--- start ---
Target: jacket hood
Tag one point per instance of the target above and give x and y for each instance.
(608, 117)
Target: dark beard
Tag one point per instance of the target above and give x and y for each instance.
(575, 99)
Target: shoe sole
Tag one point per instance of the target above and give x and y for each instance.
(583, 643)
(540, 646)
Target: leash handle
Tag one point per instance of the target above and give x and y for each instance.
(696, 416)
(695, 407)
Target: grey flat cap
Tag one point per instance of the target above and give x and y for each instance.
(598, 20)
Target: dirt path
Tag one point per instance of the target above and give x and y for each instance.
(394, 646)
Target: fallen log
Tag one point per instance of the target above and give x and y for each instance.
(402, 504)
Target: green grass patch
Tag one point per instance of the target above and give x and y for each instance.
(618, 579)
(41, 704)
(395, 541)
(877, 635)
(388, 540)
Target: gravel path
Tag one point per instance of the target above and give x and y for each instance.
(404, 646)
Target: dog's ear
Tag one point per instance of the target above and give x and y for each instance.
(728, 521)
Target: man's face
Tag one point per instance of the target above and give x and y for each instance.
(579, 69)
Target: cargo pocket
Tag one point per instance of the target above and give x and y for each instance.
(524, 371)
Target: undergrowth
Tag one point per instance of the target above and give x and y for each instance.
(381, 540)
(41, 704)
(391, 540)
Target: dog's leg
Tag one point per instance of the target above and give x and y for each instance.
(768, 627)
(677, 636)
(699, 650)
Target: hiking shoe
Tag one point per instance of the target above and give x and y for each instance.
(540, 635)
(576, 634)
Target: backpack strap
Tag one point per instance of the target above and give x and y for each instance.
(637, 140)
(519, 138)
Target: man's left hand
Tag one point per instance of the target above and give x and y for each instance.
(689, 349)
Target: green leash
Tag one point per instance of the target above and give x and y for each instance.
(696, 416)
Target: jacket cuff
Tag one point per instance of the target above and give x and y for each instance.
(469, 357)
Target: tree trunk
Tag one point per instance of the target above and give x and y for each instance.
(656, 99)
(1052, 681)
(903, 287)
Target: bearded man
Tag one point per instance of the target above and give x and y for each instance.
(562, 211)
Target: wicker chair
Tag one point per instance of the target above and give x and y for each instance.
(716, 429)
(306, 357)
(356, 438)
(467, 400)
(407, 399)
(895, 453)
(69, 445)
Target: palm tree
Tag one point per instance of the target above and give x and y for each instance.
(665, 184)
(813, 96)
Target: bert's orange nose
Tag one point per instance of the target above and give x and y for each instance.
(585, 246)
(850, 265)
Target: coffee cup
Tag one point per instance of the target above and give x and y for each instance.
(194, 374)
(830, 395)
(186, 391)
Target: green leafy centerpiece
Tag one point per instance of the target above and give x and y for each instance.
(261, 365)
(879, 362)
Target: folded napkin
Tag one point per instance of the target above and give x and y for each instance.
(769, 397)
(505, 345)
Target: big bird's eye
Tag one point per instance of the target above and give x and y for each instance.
--- end ---
▶ Job: Rewrite every one of the items above, replacing "Tag" with "Mark" wherever it appears and leaving everything else unchanged.

▶ Task solution:
Target: jacket hood
Mark one point per instance of the target above and give x and y for each instance.
(608, 117)
Target: dark beard
Mark one point per instance of the target above and give x and y for each instance.
(575, 99)
Target: shoe sole
Mark one point per instance of the target above and give x and y for each instance.
(583, 643)
(540, 646)
Target: leash handle
Mark one point per instance of the target above and give x and y for each instance.
(696, 416)
(695, 407)
Target: grey flat cap
Mark one point per instance of the target above and give x and y for each instance.
(598, 20)
Target: dirt path
Mark one point per instance of the target above and give x and y for each instance.
(394, 646)
Target: fallen log
Mark one point per instance of the target above and give x and y for each instance.
(402, 504)
Target: green grass patch
Mark one point per instance of the target above and give x and y for each instance.
(618, 579)
(41, 704)
(395, 541)
(877, 635)
(388, 540)
Target: gravel path
Mark one point per instance of the target above and give x and y for each instance.
(404, 646)
Target: dog's ear
Mark one point per instance of the target above and give x and y for each instance.
(728, 521)
Target: man's face
Mark one point per instance of the target above and give x and y for each instance.
(579, 69)
Target: cargo pocket
Mark one point per instance of the target above and give x and y for each instance.
(524, 371)
Target: undergrowth
Mark one point per instance of the target above and give x and y for each instance.
(381, 540)
(41, 704)
(391, 540)
Target: dog's leg
Mark one point per instance of the target above and give x and y for each instance.
(768, 627)
(677, 636)
(699, 650)
Target: hiking shoe
Mark one point per instance of the target above and give x and y for each instance.
(540, 635)
(576, 634)
Target: backpack strap
Mark one point per instance of the target above and give x and y for each instance.
(637, 140)
(519, 138)
Target: man's left hand
Mark one point per instance of the target above and give x and y for each instance.
(689, 349)
Target: green leash
Mark one point per instance of the target above and give x and y for each instance.
(696, 416)
Target: jacket cuff
Mark one point per instance of the target above and give x and y for each instance.
(469, 357)
Target: tree trunk
Mark one point per instance of the target above and give x and y for each instance.
(656, 99)
(1052, 681)
(903, 287)
Target: bearded man
Mark one point per instance of the target above and give x and y for each instance.
(562, 211)
Target: wicker chair
Mark one point per instance of the target above and give x and y for each instance.
(716, 429)
(306, 357)
(356, 438)
(467, 400)
(407, 399)
(895, 453)
(69, 445)
Target: palm tree
Mark one point per instance of the target above and give x and y for each instance.
(665, 184)
(813, 96)
Target: bert's orange nose
Mark one point per instance of the target above and give x and y for each instance.
(585, 246)
(850, 265)
Target: coffee cup
Mark one point per instance of the target above and give x and y for each instance.
(194, 374)
(830, 395)
(186, 391)
Target: green leafy centerpiece
Mark one point per instance of the target above and give x and y for each instance.
(261, 365)
(879, 362)
Target: folded napkin
Mark one point per instance of the target above and give x and y for each instance.
(769, 397)
(505, 345)
Target: big bird's eye
Mark one point per instance of the target above and give x and y for each instance.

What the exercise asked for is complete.